# Goal:
How many lines of the data contain the word "shadow"? Reply with the number alone.
——
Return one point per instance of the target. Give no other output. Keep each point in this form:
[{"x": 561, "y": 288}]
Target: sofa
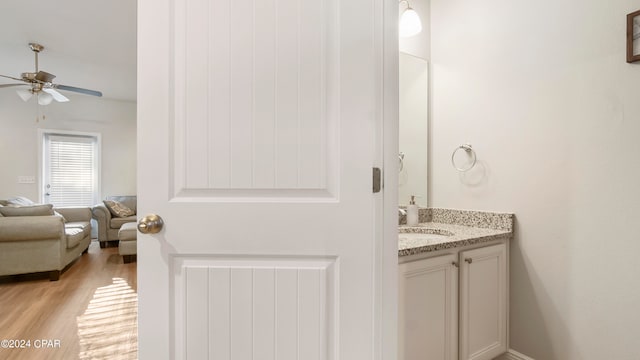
[
  {"x": 39, "y": 238},
  {"x": 108, "y": 222}
]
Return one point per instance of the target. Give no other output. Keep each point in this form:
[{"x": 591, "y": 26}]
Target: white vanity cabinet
[
  {"x": 428, "y": 309},
  {"x": 454, "y": 306}
]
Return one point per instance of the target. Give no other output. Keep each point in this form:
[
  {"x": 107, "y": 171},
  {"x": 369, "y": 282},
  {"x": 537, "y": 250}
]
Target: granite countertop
[{"x": 459, "y": 227}]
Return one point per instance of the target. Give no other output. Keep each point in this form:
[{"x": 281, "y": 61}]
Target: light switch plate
[{"x": 26, "y": 179}]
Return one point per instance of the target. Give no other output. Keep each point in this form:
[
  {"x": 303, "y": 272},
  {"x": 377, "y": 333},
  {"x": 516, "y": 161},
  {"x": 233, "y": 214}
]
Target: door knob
[{"x": 150, "y": 224}]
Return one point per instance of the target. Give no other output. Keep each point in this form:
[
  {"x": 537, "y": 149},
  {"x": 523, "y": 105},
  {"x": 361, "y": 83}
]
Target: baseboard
[{"x": 514, "y": 355}]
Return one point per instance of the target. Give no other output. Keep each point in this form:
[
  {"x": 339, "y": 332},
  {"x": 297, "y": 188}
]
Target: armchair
[{"x": 108, "y": 224}]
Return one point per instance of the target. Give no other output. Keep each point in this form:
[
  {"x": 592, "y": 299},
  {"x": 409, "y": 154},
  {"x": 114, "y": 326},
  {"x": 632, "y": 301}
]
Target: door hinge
[{"x": 377, "y": 180}]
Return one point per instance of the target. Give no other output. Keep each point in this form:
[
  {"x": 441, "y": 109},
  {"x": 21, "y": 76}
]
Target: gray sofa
[
  {"x": 108, "y": 224},
  {"x": 42, "y": 243}
]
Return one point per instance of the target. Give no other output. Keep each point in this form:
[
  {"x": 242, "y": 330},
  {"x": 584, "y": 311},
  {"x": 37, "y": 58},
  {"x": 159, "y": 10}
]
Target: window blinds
[{"x": 70, "y": 170}]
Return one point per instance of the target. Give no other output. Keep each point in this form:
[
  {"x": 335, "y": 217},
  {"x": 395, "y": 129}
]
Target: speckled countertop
[{"x": 460, "y": 227}]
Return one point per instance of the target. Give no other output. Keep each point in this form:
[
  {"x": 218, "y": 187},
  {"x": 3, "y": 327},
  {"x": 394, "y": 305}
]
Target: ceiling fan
[{"x": 40, "y": 84}]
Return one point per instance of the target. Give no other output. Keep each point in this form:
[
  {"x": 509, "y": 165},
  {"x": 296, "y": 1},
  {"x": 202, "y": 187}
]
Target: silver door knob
[{"x": 150, "y": 224}]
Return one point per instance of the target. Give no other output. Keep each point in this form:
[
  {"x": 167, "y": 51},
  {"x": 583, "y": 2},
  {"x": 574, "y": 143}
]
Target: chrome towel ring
[{"x": 470, "y": 152}]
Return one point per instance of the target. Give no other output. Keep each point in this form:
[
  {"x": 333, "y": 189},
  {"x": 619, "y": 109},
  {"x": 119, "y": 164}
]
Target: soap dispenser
[{"x": 412, "y": 212}]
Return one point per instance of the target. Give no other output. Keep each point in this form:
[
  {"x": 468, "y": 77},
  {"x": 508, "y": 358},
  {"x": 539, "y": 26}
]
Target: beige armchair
[
  {"x": 108, "y": 224},
  {"x": 35, "y": 241}
]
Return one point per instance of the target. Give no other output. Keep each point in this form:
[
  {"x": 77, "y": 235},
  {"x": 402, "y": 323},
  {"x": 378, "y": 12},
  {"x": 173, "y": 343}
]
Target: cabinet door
[
  {"x": 428, "y": 309},
  {"x": 483, "y": 302}
]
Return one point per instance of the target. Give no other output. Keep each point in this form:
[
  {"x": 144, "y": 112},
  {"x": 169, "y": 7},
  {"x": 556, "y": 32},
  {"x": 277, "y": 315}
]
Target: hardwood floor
[{"x": 90, "y": 313}]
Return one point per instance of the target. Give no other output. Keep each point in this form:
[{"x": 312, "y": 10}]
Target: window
[{"x": 70, "y": 168}]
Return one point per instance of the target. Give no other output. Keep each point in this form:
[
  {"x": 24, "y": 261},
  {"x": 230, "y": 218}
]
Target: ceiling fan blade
[
  {"x": 44, "y": 76},
  {"x": 56, "y": 95},
  {"x": 25, "y": 95},
  {"x": 44, "y": 98},
  {"x": 78, "y": 90},
  {"x": 9, "y": 85},
  {"x": 11, "y": 77}
]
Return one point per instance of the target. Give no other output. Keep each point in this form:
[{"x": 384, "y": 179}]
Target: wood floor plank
[{"x": 90, "y": 313}]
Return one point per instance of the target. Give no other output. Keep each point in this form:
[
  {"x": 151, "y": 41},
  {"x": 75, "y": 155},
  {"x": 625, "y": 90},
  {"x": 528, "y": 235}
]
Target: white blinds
[{"x": 71, "y": 170}]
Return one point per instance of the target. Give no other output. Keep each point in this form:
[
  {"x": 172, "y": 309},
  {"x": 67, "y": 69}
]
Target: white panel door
[
  {"x": 483, "y": 302},
  {"x": 428, "y": 309},
  {"x": 258, "y": 123}
]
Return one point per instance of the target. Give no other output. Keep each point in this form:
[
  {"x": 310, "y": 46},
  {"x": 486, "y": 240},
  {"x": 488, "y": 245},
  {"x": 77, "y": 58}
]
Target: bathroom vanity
[{"x": 453, "y": 285}]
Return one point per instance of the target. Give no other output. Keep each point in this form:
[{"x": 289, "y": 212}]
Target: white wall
[
  {"x": 412, "y": 133},
  {"x": 115, "y": 120},
  {"x": 542, "y": 91}
]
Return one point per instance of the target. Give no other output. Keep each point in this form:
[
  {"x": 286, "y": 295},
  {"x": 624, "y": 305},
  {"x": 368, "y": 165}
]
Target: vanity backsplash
[{"x": 480, "y": 219}]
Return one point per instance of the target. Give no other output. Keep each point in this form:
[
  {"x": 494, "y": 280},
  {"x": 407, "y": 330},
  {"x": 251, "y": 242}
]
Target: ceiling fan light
[
  {"x": 25, "y": 95},
  {"x": 410, "y": 23},
  {"x": 44, "y": 98}
]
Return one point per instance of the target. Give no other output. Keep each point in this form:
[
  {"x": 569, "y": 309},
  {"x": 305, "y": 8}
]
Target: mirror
[{"x": 413, "y": 114}]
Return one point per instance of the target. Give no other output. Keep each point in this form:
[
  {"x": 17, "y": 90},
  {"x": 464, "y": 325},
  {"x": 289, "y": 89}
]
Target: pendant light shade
[{"x": 409, "y": 24}]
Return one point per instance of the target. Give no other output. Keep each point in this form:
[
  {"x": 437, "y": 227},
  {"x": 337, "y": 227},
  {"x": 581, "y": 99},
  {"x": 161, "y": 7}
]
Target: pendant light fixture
[{"x": 409, "y": 23}]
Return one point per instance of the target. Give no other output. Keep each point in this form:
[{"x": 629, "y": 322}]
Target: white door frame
[{"x": 387, "y": 299}]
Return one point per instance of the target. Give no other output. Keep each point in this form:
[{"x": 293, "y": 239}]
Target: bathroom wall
[
  {"x": 542, "y": 91},
  {"x": 412, "y": 132},
  {"x": 115, "y": 120}
]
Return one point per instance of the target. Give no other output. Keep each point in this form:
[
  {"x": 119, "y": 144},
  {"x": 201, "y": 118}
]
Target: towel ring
[{"x": 469, "y": 150}]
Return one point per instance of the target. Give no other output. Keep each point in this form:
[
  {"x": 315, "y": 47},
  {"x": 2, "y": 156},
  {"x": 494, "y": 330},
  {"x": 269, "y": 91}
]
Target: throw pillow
[
  {"x": 34, "y": 210},
  {"x": 20, "y": 200},
  {"x": 58, "y": 214},
  {"x": 118, "y": 209}
]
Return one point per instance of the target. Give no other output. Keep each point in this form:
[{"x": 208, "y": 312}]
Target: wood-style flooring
[{"x": 90, "y": 313}]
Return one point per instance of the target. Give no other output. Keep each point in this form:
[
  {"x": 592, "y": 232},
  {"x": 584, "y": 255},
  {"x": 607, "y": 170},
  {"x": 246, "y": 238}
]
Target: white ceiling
[{"x": 88, "y": 43}]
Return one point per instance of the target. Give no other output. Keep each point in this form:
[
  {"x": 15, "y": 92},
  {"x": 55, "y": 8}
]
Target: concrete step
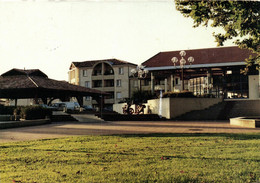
[
  {"x": 89, "y": 118},
  {"x": 62, "y": 117},
  {"x": 123, "y": 117}
]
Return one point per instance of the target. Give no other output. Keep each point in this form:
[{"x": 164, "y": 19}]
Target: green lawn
[{"x": 134, "y": 158}]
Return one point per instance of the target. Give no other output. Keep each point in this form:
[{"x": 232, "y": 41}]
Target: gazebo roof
[{"x": 18, "y": 83}]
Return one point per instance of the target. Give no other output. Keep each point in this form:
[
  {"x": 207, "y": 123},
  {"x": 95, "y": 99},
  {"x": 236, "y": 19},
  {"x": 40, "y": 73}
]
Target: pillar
[
  {"x": 209, "y": 81},
  {"x": 152, "y": 83},
  {"x": 165, "y": 85},
  {"x": 172, "y": 80}
]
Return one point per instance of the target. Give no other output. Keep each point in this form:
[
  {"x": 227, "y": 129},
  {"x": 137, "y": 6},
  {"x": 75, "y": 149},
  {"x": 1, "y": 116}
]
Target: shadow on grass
[{"x": 247, "y": 136}]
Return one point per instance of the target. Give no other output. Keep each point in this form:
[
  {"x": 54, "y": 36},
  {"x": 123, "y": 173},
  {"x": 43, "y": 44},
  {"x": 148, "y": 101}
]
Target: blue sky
[{"x": 49, "y": 35}]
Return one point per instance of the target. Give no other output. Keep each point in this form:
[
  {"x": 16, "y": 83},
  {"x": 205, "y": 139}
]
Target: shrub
[
  {"x": 183, "y": 94},
  {"x": 34, "y": 112},
  {"x": 6, "y": 109},
  {"x": 140, "y": 97}
]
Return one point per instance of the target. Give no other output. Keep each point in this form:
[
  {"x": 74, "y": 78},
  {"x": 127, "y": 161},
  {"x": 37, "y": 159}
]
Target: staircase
[
  {"x": 224, "y": 111},
  {"x": 244, "y": 108}
]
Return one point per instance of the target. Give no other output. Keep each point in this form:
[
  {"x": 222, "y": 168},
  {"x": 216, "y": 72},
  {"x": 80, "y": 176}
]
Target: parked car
[{"x": 67, "y": 106}]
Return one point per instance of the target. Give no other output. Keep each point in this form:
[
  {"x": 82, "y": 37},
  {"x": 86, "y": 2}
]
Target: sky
[{"x": 50, "y": 35}]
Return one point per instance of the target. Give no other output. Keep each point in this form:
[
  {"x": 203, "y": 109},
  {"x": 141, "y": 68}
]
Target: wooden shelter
[{"x": 23, "y": 84}]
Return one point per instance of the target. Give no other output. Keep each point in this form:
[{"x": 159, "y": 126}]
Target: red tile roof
[
  {"x": 91, "y": 63},
  {"x": 31, "y": 72},
  {"x": 201, "y": 56}
]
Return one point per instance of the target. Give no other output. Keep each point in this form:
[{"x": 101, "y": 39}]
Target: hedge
[
  {"x": 184, "y": 94},
  {"x": 8, "y": 110},
  {"x": 34, "y": 112}
]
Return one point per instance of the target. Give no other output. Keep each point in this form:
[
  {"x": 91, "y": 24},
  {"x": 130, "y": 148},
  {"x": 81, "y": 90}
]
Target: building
[
  {"x": 213, "y": 71},
  {"x": 110, "y": 76},
  {"x": 35, "y": 85}
]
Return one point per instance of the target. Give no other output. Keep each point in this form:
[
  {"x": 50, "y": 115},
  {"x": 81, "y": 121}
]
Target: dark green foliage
[
  {"x": 184, "y": 94},
  {"x": 239, "y": 19},
  {"x": 6, "y": 109},
  {"x": 34, "y": 112}
]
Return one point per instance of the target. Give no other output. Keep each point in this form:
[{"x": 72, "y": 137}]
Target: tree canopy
[{"x": 239, "y": 19}]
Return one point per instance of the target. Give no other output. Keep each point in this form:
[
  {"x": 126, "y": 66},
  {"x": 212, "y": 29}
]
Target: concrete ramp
[{"x": 87, "y": 118}]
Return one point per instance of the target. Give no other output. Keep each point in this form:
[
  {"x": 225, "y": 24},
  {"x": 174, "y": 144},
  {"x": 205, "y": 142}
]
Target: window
[
  {"x": 84, "y": 72},
  {"x": 87, "y": 84},
  {"x": 118, "y": 95},
  {"x": 72, "y": 74},
  {"x": 118, "y": 82},
  {"x": 135, "y": 83},
  {"x": 121, "y": 70},
  {"x": 176, "y": 81},
  {"x": 88, "y": 98}
]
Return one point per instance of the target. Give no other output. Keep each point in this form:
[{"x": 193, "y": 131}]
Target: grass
[{"x": 134, "y": 158}]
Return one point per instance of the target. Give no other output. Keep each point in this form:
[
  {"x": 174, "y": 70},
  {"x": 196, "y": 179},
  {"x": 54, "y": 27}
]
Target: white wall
[{"x": 173, "y": 107}]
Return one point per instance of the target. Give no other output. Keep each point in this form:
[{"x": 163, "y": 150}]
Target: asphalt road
[{"x": 57, "y": 130}]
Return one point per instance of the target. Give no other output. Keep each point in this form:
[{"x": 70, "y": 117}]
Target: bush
[
  {"x": 183, "y": 94},
  {"x": 140, "y": 97},
  {"x": 34, "y": 112},
  {"x": 7, "y": 109}
]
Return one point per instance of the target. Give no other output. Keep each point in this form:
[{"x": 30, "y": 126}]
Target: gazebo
[{"x": 23, "y": 84}]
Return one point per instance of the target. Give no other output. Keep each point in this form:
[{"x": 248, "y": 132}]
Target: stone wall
[{"x": 173, "y": 107}]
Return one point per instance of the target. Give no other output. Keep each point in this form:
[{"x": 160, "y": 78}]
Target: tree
[{"x": 239, "y": 19}]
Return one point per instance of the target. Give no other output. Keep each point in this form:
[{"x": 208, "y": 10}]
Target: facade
[
  {"x": 110, "y": 76},
  {"x": 34, "y": 87},
  {"x": 215, "y": 72}
]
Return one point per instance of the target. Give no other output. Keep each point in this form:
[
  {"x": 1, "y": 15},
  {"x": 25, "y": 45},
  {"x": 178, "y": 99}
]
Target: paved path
[{"x": 56, "y": 130}]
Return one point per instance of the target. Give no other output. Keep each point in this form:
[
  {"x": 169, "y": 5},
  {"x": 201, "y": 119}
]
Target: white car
[{"x": 67, "y": 106}]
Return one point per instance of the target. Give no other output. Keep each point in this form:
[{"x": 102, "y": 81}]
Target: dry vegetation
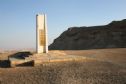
[{"x": 108, "y": 67}]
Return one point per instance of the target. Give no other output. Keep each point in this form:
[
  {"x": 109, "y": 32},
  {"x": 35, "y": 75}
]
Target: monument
[{"x": 41, "y": 34}]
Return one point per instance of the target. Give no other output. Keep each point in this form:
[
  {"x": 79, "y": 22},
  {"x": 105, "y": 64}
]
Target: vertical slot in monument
[{"x": 41, "y": 34}]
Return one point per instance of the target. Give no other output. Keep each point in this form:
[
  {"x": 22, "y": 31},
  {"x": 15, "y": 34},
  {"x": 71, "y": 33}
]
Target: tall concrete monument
[{"x": 41, "y": 34}]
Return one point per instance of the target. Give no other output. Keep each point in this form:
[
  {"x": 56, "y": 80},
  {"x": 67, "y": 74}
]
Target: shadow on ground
[{"x": 18, "y": 55}]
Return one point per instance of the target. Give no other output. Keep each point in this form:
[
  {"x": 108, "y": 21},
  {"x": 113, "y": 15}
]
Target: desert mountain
[{"x": 112, "y": 35}]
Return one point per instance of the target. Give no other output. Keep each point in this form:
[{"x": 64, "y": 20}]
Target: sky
[{"x": 18, "y": 18}]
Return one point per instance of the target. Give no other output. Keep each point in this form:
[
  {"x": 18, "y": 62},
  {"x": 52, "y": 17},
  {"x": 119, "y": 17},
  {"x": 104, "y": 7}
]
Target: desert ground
[{"x": 101, "y": 66}]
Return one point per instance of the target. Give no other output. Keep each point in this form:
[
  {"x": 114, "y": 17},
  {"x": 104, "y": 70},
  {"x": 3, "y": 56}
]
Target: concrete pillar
[{"x": 41, "y": 34}]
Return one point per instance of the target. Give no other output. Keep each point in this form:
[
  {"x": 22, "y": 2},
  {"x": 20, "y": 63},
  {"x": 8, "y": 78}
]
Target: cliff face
[{"x": 112, "y": 35}]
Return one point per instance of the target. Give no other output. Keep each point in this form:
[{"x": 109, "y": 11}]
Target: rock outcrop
[{"x": 112, "y": 35}]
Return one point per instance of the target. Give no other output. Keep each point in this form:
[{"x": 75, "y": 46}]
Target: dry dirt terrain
——
# Answer for the task:
2